Records drawn from a dataset
= Beginning of Section =

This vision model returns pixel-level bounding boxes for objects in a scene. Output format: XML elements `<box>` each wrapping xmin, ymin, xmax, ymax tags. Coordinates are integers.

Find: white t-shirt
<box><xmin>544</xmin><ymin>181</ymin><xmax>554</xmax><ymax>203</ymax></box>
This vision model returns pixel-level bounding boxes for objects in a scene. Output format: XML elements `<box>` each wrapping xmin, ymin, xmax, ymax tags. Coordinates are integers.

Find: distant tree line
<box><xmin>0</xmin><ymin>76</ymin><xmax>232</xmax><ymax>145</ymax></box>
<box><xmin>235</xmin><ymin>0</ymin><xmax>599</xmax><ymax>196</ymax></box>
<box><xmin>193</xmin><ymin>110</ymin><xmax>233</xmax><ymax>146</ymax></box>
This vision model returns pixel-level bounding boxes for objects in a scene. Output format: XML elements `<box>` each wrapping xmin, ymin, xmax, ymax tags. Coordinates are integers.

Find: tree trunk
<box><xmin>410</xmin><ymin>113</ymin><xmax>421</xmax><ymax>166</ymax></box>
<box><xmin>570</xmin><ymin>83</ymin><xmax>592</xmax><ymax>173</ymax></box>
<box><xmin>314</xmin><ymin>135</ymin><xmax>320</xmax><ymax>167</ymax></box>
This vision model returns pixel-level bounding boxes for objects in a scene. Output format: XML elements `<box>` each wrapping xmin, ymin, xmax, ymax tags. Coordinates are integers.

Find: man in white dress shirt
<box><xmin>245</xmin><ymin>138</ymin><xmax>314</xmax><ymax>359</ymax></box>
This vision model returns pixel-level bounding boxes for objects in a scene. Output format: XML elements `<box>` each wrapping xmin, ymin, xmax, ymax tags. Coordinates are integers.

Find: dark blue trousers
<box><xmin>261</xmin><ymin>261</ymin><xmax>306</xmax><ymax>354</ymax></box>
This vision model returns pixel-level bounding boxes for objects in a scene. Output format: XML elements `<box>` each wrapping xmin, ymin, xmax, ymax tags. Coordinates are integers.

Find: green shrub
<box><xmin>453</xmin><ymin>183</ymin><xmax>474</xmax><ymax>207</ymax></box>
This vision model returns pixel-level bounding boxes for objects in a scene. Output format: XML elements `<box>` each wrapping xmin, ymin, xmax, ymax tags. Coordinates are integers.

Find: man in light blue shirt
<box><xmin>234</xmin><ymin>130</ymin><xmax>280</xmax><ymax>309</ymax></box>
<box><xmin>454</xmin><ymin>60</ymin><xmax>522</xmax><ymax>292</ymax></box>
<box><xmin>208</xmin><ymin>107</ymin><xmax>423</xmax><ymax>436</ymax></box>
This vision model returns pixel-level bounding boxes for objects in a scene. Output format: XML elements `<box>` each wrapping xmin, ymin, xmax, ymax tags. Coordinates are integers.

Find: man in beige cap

= End of Section =

AIM OF THE EXERCISE:
Could you give the records above again, exactly and in full?

SOLUTION TO THIS TASK:
This vision model returns pixel-level bounding boxes for objects in a scene. Output format: XML elements `<box>` each wrapping xmin, ymin, xmax, ymax tags. Coordinates are integers.

Find: white t-shirt
<box><xmin>544</xmin><ymin>181</ymin><xmax>554</xmax><ymax>203</ymax></box>
This vision model returns pixel-level bounding boxes for objects in a scene. Output format: XML elements `<box>` each wrapping xmin, ymin, xmax, ymax tags. Coordinates are integers.

Find: distant tree line
<box><xmin>0</xmin><ymin>76</ymin><xmax>232</xmax><ymax>145</ymax></box>
<box><xmin>235</xmin><ymin>0</ymin><xmax>599</xmax><ymax>196</ymax></box>
<box><xmin>193</xmin><ymin>110</ymin><xmax>233</xmax><ymax>146</ymax></box>
This vision model returns pixel-level bounding boxes for objects in a scene. Output format: XML elements `<box>` each wrapping xmin, ymin, xmax, ymax tags. Coordinates are integers.

Find: tree trunk
<box><xmin>410</xmin><ymin>113</ymin><xmax>421</xmax><ymax>166</ymax></box>
<box><xmin>570</xmin><ymin>83</ymin><xmax>592</xmax><ymax>173</ymax></box>
<box><xmin>314</xmin><ymin>135</ymin><xmax>320</xmax><ymax>167</ymax></box>
This vision model returns pixel-level bounding boxes for objects in a scene. Output format: XML elements `<box>` each wrapping xmin, ymin, xmax, ymax tags. Coordinates are integers.

Find: man in white dress shirt
<box><xmin>245</xmin><ymin>138</ymin><xmax>314</xmax><ymax>359</ymax></box>
This vision model returns pixel-level bounding boxes for objects in a scene. Output format: XML elements `<box>` each wrapping xmin, ymin, xmax, ymax tags. Coordinates are integers.

Find: dark blue trousers
<box><xmin>261</xmin><ymin>261</ymin><xmax>306</xmax><ymax>354</ymax></box>
This vision model returns pixel-level bounding boxes for objects in a scene. Output format: XML elements `<box>` each wrapping xmin, ymin, xmax, ymax tags. Coordinates are integers.

Find: green shrub
<box><xmin>453</xmin><ymin>183</ymin><xmax>474</xmax><ymax>207</ymax></box>
This vision model returns pixel-level bounding boxes for objects in a scene. Output format: XML elements `<box>` each wrapping xmin, ymin, xmax, ymax tags. Coordinates are integers.

Find: man in light blue shirt
<box><xmin>234</xmin><ymin>130</ymin><xmax>280</xmax><ymax>309</ymax></box>
<box><xmin>454</xmin><ymin>60</ymin><xmax>522</xmax><ymax>292</ymax></box>
<box><xmin>208</xmin><ymin>107</ymin><xmax>423</xmax><ymax>436</ymax></box>
This vision model returns pixel-level bounding boxes for objects in a scene. Output format: XML elements `<box>` each wrapping xmin, ymin, xmax, ymax tags. Coordinates are integers.

Find: man in beige cap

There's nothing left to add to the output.